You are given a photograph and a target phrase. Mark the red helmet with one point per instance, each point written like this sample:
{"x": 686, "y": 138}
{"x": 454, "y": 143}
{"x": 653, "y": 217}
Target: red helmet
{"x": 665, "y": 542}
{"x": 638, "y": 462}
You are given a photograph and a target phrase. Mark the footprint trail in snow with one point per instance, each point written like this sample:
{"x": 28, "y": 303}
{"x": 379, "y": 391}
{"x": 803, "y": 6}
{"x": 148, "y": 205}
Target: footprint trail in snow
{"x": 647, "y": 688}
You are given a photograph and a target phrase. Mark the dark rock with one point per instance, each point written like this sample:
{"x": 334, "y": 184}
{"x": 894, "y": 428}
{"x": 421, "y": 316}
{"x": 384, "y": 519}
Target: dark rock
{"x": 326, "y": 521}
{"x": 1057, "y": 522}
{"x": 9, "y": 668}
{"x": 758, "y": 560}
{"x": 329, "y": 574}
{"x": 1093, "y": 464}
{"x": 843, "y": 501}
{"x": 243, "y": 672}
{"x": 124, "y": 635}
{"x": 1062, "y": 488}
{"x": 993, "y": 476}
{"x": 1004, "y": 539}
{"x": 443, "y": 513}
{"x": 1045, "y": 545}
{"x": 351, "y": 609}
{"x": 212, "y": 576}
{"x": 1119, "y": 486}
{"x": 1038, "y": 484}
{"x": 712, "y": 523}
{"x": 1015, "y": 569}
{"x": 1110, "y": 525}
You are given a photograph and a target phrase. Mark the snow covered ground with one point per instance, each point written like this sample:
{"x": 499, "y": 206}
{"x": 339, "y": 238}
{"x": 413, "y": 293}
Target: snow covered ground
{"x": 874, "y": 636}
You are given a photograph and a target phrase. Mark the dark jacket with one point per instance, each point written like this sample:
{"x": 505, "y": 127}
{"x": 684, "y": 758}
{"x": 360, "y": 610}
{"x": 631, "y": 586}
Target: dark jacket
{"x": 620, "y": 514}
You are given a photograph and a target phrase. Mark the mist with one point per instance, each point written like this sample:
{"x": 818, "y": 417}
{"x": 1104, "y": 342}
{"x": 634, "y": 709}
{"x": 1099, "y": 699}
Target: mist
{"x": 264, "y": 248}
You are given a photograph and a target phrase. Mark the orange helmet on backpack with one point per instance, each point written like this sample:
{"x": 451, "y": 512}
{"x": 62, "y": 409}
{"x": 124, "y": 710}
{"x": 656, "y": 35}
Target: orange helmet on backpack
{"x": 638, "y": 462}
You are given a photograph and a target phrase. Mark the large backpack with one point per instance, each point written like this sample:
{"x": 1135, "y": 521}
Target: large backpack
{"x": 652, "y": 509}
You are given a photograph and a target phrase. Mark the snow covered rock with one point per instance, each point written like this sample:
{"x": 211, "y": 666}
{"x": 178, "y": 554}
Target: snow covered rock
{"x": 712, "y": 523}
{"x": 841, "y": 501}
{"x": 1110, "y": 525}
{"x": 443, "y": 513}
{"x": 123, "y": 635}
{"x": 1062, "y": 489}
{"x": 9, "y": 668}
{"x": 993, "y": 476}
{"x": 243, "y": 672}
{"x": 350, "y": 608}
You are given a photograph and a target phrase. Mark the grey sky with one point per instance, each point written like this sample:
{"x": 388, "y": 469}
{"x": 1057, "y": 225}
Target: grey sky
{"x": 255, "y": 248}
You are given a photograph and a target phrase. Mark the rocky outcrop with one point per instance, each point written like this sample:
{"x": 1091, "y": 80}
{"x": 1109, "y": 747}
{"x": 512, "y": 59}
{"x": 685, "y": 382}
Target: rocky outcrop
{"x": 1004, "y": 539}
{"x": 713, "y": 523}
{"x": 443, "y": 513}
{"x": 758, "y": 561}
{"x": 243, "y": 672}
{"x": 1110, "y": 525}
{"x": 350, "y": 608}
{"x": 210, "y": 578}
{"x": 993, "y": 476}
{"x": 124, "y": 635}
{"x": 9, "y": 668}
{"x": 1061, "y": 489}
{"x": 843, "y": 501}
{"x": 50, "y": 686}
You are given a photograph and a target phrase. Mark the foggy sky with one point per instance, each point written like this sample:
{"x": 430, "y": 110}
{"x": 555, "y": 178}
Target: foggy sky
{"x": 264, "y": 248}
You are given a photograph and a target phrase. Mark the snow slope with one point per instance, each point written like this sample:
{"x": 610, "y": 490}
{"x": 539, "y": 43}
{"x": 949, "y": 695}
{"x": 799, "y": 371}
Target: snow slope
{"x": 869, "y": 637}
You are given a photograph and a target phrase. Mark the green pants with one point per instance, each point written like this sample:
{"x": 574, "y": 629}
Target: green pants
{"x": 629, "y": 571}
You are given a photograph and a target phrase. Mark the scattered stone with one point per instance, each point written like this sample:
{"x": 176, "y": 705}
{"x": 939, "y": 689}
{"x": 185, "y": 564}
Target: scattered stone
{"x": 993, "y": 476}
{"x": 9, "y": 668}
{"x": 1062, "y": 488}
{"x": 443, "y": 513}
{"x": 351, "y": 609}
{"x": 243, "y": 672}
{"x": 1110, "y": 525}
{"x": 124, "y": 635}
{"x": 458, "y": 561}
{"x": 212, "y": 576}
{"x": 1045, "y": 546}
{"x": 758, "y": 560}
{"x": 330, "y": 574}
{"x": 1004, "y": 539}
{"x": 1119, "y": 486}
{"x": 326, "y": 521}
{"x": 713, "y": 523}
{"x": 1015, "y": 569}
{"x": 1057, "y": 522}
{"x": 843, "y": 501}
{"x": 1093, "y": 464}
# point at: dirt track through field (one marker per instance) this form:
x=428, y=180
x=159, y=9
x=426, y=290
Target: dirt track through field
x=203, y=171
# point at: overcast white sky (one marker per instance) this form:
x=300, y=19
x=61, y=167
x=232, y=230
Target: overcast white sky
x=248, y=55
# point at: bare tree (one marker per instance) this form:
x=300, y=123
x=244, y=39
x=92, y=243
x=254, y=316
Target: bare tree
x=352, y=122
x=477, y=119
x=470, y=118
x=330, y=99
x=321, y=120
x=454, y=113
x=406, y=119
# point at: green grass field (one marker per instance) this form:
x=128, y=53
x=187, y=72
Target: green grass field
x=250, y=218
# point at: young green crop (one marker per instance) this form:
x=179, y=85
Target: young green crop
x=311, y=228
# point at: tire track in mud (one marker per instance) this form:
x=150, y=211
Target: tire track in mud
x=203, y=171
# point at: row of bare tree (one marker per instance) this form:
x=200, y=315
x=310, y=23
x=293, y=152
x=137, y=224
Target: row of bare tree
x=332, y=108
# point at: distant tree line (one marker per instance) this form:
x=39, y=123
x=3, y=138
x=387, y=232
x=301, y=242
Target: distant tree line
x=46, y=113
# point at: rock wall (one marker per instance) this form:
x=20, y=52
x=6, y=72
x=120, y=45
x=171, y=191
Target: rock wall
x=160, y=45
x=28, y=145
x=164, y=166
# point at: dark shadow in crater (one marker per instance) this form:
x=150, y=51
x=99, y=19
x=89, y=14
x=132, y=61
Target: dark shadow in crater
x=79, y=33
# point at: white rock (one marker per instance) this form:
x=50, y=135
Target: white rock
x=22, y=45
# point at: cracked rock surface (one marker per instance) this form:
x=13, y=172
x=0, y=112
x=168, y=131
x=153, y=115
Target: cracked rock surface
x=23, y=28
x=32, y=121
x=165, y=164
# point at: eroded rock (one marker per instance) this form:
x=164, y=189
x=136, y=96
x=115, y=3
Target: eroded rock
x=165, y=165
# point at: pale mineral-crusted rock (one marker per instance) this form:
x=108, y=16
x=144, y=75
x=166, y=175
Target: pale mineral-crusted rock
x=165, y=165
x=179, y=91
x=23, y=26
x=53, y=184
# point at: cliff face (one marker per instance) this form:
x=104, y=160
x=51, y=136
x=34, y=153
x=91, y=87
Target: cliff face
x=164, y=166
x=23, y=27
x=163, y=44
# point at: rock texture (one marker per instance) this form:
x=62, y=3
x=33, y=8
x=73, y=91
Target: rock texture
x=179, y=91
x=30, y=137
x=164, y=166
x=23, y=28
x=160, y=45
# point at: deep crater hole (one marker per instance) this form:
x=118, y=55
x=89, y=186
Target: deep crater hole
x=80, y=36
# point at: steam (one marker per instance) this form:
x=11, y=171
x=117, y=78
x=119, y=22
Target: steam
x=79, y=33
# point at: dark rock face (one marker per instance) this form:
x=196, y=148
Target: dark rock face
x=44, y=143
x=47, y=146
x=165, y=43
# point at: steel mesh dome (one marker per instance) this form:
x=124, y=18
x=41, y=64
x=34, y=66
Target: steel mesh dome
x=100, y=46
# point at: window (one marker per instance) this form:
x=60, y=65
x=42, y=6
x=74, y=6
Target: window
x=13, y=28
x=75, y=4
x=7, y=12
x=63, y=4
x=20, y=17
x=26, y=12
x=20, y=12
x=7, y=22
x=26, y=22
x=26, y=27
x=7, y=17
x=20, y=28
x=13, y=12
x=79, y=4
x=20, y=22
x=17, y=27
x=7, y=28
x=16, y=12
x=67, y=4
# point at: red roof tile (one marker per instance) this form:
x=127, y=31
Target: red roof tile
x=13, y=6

• • • • •

Exercise brief - Find the line with "# point at: dirt" in the entries above. Retype it and each line after it, exactly, through the line with "x=254, y=316", and stop there.

Response box -
# point at: dirt track through field (one marker per instance) this form:
x=428, y=180
x=159, y=9
x=426, y=290
Target: dirt track through field
x=203, y=171
# point at: overcast white sky (one marker per instance) this form:
x=300, y=19
x=61, y=167
x=232, y=230
Target: overcast white sky
x=248, y=55
# point at: bare tree (one marker per instance) this form:
x=300, y=123
x=244, y=39
x=92, y=243
x=254, y=316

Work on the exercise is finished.